• _WORK REQUEST_
With the string "parking" as the filter, copy each matching line from the records.
------ RECORDS
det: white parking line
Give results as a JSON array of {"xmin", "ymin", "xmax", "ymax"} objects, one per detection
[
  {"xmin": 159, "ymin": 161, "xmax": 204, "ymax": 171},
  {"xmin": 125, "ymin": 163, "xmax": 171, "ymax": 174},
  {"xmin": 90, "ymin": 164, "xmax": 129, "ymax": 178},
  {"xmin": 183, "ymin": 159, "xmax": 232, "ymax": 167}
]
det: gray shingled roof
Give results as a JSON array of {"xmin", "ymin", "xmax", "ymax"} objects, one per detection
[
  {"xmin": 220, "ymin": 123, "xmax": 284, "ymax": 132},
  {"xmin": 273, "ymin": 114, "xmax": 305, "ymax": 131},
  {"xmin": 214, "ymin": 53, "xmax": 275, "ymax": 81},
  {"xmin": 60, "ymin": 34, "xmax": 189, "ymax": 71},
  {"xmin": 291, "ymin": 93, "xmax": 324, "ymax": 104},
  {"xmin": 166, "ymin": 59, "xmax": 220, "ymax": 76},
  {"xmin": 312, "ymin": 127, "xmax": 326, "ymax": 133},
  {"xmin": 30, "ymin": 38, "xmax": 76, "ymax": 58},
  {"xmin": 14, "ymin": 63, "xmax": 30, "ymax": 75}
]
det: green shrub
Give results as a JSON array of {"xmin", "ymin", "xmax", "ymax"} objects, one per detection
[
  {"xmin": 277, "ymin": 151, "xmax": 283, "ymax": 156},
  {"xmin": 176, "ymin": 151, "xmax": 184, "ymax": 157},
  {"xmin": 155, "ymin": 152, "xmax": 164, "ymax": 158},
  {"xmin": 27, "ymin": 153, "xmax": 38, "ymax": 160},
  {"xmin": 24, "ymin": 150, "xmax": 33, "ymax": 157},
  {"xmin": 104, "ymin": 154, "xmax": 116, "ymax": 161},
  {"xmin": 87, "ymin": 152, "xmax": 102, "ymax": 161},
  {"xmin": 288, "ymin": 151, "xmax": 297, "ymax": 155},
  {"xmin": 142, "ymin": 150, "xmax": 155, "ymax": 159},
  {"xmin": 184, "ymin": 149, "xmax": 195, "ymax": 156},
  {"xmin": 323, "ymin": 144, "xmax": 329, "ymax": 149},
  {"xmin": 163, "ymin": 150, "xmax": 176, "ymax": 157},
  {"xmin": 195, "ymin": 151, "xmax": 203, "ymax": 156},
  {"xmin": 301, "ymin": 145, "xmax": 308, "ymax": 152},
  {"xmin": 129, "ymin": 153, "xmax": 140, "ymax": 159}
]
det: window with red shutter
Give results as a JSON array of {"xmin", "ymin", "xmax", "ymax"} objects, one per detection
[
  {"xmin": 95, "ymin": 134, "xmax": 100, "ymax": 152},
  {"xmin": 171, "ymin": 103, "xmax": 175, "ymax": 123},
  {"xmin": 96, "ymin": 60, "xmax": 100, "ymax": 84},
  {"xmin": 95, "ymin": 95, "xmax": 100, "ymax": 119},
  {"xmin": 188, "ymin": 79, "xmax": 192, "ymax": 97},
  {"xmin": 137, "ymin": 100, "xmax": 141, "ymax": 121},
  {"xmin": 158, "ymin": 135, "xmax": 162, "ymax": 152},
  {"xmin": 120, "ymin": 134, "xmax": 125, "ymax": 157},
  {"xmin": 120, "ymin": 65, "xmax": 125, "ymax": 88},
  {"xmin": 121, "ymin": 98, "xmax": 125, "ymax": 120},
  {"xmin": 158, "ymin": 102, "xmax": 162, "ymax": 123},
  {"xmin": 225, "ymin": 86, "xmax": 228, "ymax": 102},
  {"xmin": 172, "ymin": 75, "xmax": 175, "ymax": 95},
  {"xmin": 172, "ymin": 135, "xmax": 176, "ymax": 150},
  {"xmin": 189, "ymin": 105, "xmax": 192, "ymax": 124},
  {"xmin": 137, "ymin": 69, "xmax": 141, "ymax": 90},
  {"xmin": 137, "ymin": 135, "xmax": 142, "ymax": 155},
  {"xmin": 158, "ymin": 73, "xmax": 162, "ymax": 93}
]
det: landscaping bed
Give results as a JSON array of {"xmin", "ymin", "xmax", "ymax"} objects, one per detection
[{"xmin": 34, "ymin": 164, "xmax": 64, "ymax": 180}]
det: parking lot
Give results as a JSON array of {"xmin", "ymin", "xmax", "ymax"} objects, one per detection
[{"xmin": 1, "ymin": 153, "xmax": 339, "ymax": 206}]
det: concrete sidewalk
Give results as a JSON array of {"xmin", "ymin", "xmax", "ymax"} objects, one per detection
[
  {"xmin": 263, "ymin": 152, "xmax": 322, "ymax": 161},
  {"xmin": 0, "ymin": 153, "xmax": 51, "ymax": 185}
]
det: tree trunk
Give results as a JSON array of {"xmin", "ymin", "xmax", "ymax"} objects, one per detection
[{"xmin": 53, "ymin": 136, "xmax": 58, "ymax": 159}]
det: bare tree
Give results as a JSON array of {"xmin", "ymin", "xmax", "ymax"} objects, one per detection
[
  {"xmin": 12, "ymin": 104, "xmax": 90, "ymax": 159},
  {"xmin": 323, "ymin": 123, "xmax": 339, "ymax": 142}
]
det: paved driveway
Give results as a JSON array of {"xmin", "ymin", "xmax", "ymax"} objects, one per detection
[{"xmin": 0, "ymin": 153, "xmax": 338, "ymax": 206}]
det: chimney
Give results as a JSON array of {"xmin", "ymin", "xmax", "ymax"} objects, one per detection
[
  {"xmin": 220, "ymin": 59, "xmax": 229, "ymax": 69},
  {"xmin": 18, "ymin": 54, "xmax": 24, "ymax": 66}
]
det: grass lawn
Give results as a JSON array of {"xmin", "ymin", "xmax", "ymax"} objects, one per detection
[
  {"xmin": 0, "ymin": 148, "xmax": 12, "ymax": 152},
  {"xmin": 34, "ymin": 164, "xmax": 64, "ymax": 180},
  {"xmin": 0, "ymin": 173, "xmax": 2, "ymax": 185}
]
------------
• _REPLY TO THE TASK_
det: white parking line
det: parking lot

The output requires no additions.